> _TEXT SEGMENT_:

Fighting herpes is easier when you’re proactive about your whole health. And if you know what to do when an outbreak strikes, you can beat it faster. Looking for the best herpes supplements? This quick but complete guide will cover the scientific studies behind herpes supplements and herbs.
✔️ Medically reviewed by Meagan Fleming, RN on May 17, 2019
Herpes Supplements Guide
This is a complete list of natural herpes supplements. Some are so well-known people consider them common sense. Others? They have promising studies behind them, but need more research.
Note: This is about herpes supplements for cold sores or genital herpes related to HSV-1, HSV-2, and other herpes viruses. As always, check with your doctor to see what’s right for you.
1. Coconut Oil
Coconut oil has been in the spotlight for a few years now. But not just a trend, this superfood really does have proven health benefits.

> _ASSIGNMENT_: Extend the herpes supplements guide from the end of its coconut oil entry, carrying on in the same style.

> _SUPPLIED ENTRIES_:
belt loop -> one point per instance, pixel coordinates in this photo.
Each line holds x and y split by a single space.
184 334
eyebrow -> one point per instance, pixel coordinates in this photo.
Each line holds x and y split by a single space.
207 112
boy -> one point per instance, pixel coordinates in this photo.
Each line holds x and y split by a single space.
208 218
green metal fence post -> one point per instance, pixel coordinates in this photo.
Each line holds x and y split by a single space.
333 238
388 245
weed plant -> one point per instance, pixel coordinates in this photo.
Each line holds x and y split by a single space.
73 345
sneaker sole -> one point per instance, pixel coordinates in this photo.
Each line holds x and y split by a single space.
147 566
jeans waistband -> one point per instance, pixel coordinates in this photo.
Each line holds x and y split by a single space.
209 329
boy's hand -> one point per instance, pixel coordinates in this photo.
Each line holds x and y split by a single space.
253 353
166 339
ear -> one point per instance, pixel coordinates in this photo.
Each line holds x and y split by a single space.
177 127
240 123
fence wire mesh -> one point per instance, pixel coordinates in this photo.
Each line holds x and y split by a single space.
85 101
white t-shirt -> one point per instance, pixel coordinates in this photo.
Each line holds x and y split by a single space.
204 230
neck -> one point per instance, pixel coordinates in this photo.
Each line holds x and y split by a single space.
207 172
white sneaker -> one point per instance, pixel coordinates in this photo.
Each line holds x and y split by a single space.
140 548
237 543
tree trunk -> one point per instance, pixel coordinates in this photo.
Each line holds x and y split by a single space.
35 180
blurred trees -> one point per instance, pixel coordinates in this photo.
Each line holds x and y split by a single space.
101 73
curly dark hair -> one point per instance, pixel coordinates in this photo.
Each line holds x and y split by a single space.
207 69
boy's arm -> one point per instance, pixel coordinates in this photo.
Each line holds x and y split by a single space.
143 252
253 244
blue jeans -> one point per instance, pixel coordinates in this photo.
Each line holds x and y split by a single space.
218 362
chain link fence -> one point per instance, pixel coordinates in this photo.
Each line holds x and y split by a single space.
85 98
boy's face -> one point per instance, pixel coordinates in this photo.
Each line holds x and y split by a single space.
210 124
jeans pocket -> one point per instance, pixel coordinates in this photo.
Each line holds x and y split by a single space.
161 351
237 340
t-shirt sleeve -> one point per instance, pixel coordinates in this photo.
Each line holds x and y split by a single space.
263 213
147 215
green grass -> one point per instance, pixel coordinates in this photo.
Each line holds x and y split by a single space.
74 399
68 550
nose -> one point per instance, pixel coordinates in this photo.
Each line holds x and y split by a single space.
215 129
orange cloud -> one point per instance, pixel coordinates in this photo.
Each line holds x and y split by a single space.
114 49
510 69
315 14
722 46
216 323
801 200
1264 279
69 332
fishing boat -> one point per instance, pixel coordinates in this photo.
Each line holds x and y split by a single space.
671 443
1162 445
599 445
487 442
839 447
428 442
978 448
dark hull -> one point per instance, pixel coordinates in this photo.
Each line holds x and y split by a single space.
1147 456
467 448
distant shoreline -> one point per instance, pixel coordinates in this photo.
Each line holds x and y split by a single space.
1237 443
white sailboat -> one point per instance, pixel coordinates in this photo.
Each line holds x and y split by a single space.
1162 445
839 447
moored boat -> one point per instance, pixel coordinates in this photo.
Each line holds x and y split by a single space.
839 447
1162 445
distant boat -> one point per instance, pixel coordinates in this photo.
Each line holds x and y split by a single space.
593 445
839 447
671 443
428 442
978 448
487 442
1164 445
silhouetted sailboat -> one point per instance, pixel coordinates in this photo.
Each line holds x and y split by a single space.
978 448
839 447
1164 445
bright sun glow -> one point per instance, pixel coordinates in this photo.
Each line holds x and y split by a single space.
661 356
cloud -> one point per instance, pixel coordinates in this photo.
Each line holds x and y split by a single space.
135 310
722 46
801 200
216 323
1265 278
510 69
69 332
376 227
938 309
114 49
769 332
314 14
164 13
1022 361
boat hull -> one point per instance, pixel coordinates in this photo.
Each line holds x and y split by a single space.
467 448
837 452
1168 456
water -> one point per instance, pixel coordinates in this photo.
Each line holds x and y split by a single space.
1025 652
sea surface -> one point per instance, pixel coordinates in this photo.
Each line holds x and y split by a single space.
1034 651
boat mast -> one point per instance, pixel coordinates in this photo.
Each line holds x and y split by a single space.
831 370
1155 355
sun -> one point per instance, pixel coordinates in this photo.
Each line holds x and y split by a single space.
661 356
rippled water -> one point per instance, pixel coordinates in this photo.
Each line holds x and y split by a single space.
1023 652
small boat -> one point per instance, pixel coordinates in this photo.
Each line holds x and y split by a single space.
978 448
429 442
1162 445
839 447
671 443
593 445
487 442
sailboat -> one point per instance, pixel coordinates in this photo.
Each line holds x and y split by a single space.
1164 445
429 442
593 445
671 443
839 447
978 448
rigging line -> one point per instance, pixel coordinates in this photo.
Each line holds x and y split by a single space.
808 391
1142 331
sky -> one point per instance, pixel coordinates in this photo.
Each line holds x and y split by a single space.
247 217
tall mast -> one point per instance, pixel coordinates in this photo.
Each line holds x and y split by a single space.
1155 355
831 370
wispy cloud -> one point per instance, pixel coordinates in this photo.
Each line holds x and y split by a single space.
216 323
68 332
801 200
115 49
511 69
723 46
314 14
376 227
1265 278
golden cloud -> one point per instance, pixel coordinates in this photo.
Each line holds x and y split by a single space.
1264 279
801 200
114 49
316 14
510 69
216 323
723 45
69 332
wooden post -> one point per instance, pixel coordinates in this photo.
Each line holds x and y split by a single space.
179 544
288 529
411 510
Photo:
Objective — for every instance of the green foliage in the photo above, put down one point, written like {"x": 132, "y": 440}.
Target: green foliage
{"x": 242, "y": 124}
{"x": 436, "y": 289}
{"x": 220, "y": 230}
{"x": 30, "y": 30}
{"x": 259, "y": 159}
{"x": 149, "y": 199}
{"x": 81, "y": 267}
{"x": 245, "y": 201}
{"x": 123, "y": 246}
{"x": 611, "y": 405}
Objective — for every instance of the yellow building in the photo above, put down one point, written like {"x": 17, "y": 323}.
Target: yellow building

> _RESULT OF THIS TASK_:
Virgin coconut oil has become popular in recent years for its virus-fighting, free-radical-stopping, and bacteria-busting properties. This is mostly due to its high lauric acid content. (1) Lauric acid is also found in mother’s milk (2), and boosts immunity. (3)
To treat HSV with coconut oil, people apply it topically as well as eat it, or take it as a supplement. As long as it’s labeled as unrefined or virgin coconut oil, it has many uses for healing. (4) It may help reduce or heal outbreaks.
Since virgin coconut oil is food, it is generally safe to use. If you’re careful about the lysine and arginine you consume, don’t worry. It doesn’t have a high arginine-to-lysine ratio like coconut meat. (5) It’s a fat, so it has no amino acids at all. (6)
Coconut oil should be taken in a small amount each day, working up to a maximum dosage for your weight. This is usually between one and three tablespoons. It doesn’t take much: even a little bit can be beneficial.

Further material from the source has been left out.